What to work on
Beginning with the line that contains "# for every instance of the white throat, set" in the material below, print each line exactly until the line that contains "# for every instance of the bird's leg, set" has been printed, then stop.

Materials provided
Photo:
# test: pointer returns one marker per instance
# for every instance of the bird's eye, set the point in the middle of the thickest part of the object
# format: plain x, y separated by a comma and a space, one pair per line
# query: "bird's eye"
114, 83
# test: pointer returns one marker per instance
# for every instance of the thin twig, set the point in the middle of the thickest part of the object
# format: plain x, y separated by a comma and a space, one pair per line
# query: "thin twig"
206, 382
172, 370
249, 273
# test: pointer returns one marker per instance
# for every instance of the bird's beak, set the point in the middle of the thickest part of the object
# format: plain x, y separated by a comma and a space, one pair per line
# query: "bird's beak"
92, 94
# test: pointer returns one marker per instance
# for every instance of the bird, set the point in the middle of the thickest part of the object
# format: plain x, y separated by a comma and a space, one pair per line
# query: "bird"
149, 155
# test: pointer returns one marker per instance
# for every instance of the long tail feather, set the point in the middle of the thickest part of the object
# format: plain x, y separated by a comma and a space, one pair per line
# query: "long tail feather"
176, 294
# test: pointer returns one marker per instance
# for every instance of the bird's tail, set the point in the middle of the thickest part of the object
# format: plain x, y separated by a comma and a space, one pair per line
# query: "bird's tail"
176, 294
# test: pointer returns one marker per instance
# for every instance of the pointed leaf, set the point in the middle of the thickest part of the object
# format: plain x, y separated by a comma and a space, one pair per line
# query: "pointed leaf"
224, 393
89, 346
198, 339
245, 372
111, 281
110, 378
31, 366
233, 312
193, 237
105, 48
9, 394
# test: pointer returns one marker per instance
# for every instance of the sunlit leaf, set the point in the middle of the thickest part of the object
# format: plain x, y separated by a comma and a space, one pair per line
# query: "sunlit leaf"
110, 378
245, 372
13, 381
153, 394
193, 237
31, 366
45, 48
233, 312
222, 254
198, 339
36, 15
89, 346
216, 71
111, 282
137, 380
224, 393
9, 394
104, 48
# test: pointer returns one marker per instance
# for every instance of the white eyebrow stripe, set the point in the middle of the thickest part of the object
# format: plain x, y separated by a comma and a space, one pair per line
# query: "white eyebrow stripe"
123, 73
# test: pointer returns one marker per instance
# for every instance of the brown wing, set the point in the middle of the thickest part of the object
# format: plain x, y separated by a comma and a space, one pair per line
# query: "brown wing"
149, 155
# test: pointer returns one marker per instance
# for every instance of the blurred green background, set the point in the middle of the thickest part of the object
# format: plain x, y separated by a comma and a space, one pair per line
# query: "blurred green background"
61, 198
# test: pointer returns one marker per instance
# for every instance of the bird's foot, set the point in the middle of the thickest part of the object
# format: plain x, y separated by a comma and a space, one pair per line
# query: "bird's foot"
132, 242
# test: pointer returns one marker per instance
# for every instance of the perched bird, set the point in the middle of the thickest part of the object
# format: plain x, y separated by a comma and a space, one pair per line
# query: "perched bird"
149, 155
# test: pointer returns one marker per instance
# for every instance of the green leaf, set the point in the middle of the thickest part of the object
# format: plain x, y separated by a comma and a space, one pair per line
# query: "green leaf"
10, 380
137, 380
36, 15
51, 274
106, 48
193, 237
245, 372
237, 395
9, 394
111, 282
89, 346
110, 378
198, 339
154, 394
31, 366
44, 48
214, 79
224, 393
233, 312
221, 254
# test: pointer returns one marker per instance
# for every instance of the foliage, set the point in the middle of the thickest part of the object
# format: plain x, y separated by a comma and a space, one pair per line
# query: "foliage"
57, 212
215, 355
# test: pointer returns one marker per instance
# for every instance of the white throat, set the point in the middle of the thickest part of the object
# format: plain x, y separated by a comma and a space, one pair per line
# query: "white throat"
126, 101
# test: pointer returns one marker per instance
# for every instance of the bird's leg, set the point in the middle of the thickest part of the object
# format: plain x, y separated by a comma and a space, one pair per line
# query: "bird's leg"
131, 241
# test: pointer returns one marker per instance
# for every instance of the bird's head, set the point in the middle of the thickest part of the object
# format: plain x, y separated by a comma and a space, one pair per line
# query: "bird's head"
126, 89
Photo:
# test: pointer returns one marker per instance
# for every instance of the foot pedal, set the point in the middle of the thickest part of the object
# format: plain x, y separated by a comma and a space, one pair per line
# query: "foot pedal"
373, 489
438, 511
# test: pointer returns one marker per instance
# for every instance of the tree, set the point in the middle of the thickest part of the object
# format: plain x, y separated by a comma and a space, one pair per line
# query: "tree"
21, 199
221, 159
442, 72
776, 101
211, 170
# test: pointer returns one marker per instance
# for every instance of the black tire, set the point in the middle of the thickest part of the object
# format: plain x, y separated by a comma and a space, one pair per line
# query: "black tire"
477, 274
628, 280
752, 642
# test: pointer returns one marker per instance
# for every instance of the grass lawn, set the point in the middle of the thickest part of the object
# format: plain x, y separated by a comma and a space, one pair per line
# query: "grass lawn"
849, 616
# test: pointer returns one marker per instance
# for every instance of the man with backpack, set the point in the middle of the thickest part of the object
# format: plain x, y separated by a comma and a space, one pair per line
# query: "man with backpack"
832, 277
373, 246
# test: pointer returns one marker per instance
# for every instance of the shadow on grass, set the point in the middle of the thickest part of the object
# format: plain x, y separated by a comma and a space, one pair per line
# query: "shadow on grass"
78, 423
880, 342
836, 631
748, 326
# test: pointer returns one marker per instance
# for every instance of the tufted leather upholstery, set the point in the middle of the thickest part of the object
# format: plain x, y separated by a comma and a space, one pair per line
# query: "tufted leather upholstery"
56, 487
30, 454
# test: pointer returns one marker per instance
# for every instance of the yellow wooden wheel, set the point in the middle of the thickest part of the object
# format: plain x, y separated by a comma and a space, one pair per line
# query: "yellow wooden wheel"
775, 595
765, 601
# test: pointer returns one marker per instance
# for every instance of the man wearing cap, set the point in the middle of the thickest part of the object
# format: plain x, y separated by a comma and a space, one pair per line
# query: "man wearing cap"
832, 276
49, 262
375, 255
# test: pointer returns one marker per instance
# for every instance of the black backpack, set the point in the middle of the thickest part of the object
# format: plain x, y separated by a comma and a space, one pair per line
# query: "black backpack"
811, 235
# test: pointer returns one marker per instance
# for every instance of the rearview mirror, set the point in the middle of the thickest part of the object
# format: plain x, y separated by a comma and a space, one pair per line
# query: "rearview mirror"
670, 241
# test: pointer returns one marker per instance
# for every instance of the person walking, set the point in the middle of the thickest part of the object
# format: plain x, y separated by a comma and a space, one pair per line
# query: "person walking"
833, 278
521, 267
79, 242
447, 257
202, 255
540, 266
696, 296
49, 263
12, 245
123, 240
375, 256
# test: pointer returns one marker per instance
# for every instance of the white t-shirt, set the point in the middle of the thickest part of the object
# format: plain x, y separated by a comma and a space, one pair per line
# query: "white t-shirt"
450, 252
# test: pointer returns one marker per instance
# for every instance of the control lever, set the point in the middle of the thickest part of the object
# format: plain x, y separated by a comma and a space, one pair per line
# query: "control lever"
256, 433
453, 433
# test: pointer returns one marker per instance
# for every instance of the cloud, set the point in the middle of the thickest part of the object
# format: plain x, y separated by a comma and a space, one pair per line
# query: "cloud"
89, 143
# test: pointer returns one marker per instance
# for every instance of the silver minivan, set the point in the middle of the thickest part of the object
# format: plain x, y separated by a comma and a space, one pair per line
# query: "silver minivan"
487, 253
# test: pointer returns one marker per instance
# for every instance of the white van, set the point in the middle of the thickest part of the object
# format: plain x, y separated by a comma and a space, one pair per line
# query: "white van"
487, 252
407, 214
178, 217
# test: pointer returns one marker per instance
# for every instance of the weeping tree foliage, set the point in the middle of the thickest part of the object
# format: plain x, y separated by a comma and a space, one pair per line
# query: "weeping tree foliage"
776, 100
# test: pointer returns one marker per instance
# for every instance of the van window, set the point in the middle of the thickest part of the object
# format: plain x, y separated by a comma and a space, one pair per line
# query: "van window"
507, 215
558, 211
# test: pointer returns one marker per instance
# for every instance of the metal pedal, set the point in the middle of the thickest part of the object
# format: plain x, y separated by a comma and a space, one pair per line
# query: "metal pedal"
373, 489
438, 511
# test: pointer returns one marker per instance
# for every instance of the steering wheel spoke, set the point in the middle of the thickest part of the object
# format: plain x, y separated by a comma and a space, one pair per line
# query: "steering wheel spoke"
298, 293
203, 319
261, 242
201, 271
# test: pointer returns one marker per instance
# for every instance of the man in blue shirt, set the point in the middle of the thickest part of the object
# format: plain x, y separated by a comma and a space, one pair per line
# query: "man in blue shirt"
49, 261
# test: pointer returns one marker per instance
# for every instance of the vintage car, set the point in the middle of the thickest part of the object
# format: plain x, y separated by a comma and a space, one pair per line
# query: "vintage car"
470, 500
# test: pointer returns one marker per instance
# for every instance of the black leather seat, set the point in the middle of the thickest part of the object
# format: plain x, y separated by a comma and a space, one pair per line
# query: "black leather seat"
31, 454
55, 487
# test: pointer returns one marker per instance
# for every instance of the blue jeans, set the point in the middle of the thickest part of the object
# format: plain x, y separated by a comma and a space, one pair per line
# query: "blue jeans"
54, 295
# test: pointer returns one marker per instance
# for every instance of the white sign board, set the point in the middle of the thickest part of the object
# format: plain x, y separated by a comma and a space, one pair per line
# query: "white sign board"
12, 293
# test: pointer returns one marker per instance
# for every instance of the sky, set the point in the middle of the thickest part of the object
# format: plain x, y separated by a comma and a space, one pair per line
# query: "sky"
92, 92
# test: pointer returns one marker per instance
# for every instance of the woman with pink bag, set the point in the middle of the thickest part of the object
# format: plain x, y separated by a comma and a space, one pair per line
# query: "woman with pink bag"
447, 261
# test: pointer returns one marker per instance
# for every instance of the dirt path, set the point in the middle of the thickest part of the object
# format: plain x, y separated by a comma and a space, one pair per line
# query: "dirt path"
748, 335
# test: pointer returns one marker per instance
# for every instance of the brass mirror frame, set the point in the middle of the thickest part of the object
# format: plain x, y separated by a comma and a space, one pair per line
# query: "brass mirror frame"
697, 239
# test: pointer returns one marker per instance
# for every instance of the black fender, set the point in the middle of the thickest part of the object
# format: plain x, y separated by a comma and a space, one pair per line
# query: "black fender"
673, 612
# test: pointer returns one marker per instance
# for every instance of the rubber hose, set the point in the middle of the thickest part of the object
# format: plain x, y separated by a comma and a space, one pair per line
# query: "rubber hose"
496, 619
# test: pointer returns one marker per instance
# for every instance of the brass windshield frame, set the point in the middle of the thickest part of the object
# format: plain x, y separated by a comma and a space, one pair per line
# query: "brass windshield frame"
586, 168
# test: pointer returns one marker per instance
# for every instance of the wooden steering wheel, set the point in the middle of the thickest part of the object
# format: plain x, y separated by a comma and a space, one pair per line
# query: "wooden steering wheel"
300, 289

Solution for this exercise
# for every instance of the white throat, set the point in the middle of the thickest part of the object
# format: plain x, y separated by a comma and a space, one pair per line
# query: "white throat"
126, 101
# test: pointer returns one marker per instance
# for every instance of the bird's leg, set the point in the middle of the thickest part of the object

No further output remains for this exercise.